TAREFAS OBRIGATÓRIAS:
[A] Reproduza literalmente, do texto sobre a formação de professores pela pesquisa, o trecho que vai de "A autora defende" até "os problemas educacionais.".
[B] Dê continuidade ao texto sobre a formação de professores pela pesquisa a partir do ponto em que ele termina.

TRECHO:
Outros aspectos vêm enriquecendo suas críticas e novas abordagens enriquecem os
conhecimentos e proposições.
45
Voltando a atenção para a ‘formação pela pesquisa’, segundo André (2001)
“existe um consenso na literatura educacional de que a pesquisa é um elemento
essencial na formação profissional do professor” (p. 55). No Brasil, um dos autores
que propõe a indissociabilidade entre ensino e pesquisa é Pedro Demo (2005, 1999,
1996). Outros autores também evidenciam a importância das práticas de pesquisa,
como André, 2001; Galiazzi, 2003; Lüdke 2001, 2001a, 2000; Maldaner, 1999, 2003;
Moraes, 1998; Moraes, Galiazzi e Ramos, 1998, entre outros. Marli André (2001)
alerta para o risco de diferentes concepções do formar o professor pesquisador,
Para alguns, formar o professor pesquisador significa levar o futuro docente
a realizar um trabalho prático ou uma atividade de estágio, que envolve
tarefas de coleta e de análise de dados. Para outros significa levar futuros
professores a desenvolver e implementar projetos ou ações nas escolas. E
ainda os que se valem do prestígio comumente associado à pesquisa
para divulgar essa idéia como um novo selo, um modismo ou uma marca de
propaganda (ANDRÉ, 2001, p. 57).
A autora defende que é preciso examinar com cuidado a proposta de formar
professores pesquisadores, o a reduzindo nem a simplificando, mas também não
lhe atribuir soluções mágicas para os problemas educacionais.

Entradas de rotulagem da posição de objetos
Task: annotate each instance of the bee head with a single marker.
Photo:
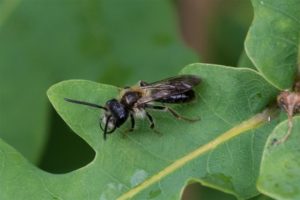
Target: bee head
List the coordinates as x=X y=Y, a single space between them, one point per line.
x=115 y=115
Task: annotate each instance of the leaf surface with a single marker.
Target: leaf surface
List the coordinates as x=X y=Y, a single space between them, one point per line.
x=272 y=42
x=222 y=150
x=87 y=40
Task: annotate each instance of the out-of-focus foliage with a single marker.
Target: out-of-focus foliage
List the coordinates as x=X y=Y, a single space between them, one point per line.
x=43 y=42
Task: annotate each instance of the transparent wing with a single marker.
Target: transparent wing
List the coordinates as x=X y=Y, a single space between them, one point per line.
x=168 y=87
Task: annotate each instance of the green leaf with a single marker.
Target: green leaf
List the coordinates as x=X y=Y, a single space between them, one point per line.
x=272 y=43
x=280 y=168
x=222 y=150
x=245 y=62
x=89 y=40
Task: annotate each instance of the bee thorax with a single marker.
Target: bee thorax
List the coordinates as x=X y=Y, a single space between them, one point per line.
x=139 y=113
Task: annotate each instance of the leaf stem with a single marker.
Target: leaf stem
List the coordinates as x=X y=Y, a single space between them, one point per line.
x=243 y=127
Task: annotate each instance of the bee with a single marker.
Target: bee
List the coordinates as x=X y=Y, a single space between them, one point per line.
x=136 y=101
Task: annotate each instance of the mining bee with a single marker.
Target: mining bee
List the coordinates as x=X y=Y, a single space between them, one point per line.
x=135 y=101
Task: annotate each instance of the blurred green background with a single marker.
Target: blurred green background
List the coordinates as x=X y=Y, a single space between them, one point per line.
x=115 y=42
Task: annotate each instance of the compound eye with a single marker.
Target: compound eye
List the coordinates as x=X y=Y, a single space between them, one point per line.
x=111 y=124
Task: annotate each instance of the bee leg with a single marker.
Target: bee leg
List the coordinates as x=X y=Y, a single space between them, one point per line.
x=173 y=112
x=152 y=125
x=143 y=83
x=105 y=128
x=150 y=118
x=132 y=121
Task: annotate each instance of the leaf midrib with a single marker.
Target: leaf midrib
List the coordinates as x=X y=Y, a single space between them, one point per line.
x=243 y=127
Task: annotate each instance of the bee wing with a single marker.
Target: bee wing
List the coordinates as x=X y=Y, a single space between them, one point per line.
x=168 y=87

RESPOSTAS EM ORDEM:
[A]
A autora defende que é preciso examinar com cuidado a proposta de formar
professores pesquisadores, o a reduzindo nem a simplificando, mas também não
lhe atribuir soluções mágicas para os problemas educacionais.

[B]
Ramos (2000) expõe diferentes tipos de professor e de pesquisa que podem
ser atribuídos à expressão professor pesquisador. Segundo o autor, tem-se o
professor que pesquisa o conhecimento específico que ensina, e neste caso, apesar
do professor ser um pesquisador, um sujeito que participa da comunidade científica,
que produz conhecimentos específicos não realiza na sua sala de aula um ensino
diferenciado, não propõe a iniciação à investigação, realiza sua prática docente de
forma tradicional, repassando conhecimentos copiados. Este ‘tipo’ de professor
pesquisador é muito comum nas universidades, a atividade de pesquisa do professor
não propicia melhoras no seu fazer em sala de aula, sendo que a atividade docente
é vista como secundária, cabendo muitas vezes a bolsistas desempenhar esta
função. Nos dizeres de Ramos,
esses docentes enquanto entendem o seu próprio conhecimento como
produto de uma construção, constituído através de sua investigação,
percebem o conhecimento que ensinam como algo a ser transmitido, muitas
vezes sem espaço para qualquer questionamento (...) desvelando uma
contradição (RAMOS, 2000, p. 45).
46
Apesar de serem renomados pesquisadores, sua prática de sala de aula é
obsoleta e não contribui para uma aprendizagem significativa.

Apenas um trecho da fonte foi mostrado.